== Exercise ==
Copy the records below word for word, keeping every line unchanged.

Stored data entries:
══════════════════════════════
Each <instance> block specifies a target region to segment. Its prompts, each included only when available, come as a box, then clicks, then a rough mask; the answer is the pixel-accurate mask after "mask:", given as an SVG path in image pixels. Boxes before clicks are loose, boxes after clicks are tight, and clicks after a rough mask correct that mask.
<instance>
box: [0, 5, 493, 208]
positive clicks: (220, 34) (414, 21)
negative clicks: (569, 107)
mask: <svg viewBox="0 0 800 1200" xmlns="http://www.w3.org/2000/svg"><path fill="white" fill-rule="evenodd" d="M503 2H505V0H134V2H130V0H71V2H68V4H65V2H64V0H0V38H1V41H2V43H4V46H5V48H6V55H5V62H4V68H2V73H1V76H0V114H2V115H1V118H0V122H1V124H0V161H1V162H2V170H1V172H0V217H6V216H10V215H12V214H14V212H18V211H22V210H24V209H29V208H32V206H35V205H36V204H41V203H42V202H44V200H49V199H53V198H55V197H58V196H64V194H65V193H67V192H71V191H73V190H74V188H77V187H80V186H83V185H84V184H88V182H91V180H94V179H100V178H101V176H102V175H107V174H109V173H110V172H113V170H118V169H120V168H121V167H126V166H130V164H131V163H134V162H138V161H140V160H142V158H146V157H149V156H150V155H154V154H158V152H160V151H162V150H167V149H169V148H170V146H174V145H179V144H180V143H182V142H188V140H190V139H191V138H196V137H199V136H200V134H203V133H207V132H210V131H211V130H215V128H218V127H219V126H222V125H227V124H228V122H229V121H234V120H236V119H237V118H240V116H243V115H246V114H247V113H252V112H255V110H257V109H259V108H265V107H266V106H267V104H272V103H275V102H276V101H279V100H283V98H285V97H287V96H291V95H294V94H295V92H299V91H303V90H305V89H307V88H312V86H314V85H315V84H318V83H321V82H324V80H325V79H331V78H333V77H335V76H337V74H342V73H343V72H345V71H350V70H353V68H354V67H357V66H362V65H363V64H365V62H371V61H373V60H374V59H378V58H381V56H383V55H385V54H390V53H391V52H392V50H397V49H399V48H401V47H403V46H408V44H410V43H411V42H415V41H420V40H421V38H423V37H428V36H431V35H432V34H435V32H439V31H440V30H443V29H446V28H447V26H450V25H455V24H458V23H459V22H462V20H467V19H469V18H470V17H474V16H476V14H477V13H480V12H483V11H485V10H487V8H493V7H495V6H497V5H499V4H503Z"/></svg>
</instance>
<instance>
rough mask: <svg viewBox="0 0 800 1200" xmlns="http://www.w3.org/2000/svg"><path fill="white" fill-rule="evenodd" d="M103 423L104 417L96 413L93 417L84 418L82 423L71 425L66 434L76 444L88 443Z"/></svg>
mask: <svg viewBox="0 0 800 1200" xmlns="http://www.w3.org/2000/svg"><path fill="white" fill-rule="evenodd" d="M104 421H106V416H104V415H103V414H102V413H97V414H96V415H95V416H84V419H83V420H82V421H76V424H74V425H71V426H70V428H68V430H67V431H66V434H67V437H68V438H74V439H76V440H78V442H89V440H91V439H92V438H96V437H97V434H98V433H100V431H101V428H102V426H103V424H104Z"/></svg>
══════════════════════════════
== The answer ==
Each <instance> block specifies a target region to segment. Its prompts, each included only when available, come as a box, then clicks, then a rough mask; the answer is the pixel-accurate mask after "mask:", given as an SVG path in image pixels. Boxes before clicks are loose, boxes after clicks are tight, and clicks after a rough mask correct that mask.
<instance>
box: [0, 5, 493, 208]
positive clicks: (220, 34) (414, 21)
negative clicks: (569, 107)
mask: <svg viewBox="0 0 800 1200" xmlns="http://www.w3.org/2000/svg"><path fill="white" fill-rule="evenodd" d="M503 2H505V0H134V2H130V0H71V2H68V4H65V2H64V0H0V38H1V41H2V43H4V46H5V48H6V55H5V62H4V68H2V73H1V76H0V114H2V115H1V118H0V122H1V124H0V161H1V162H2V170H1V172H0V217H6V216H10V215H12V214H14V212H18V211H22V210H24V209H29V208H32V206H35V205H36V204H41V203H42V202H44V200H49V199H53V198H55V197H58V196H64V194H65V193H67V192H71V191H73V190H74V188H77V187H80V186H83V185H84V184H88V182H91V180H94V179H100V178H101V176H102V175H107V174H109V173H110V172H113V170H118V169H120V168H121V167H126V166H130V164H131V163H134V162H138V161H140V160H142V158H146V157H149V156H150V155H154V154H158V152H160V151H162V150H167V149H169V148H170V146H174V145H179V144H180V143H182V142H188V140H190V139H191V138H196V137H199V136H200V134H203V133H207V132H210V131H211V130H215V128H218V127H219V126H222V125H227V124H228V122H229V121H234V120H236V119H237V118H240V116H243V115H246V114H247V113H252V112H255V110H257V109H259V108H265V107H266V106H267V104H272V103H275V102H276V101H279V100H283V98H285V97H287V96H291V95H294V94H295V92H299V91H303V90H305V89H307V88H312V86H314V85H315V84H318V83H321V82H324V80H325V79H331V78H333V77H335V76H337V74H342V73H343V72H345V71H350V70H353V68H354V67H357V66H362V65H363V64H365V62H371V61H373V60H374V59H378V58H381V56H383V55H385V54H390V53H391V52H392V50H397V49H399V48H401V47H403V46H408V44H410V43H411V42H415V41H420V40H421V38H423V37H428V36H431V35H432V34H435V32H439V31H440V30H443V29H446V28H447V26H450V25H455V24H458V23H459V22H462V20H467V19H469V18H470V17H474V16H476V14H477V13H480V12H483V11H485V10H487V8H493V7H495V6H497V5H499V4H503Z"/></svg>
</instance>
<instance>
rough mask: <svg viewBox="0 0 800 1200" xmlns="http://www.w3.org/2000/svg"><path fill="white" fill-rule="evenodd" d="M103 423L104 417L96 413L93 417L84 418L82 423L71 425L66 434L76 444L88 443Z"/></svg>
mask: <svg viewBox="0 0 800 1200" xmlns="http://www.w3.org/2000/svg"><path fill="white" fill-rule="evenodd" d="M104 421H106V416H104V415H103V414H102V413H97V414H96V415H95V416H84V419H83V420H82V421H76V424H74V425H71V426H70V428H68V430H67V431H66V434H67V437H68V438H74V439H76V440H78V442H89V440H91V439H92V438H96V437H97V434H98V433H100V431H101V428H102V426H103V424H104Z"/></svg>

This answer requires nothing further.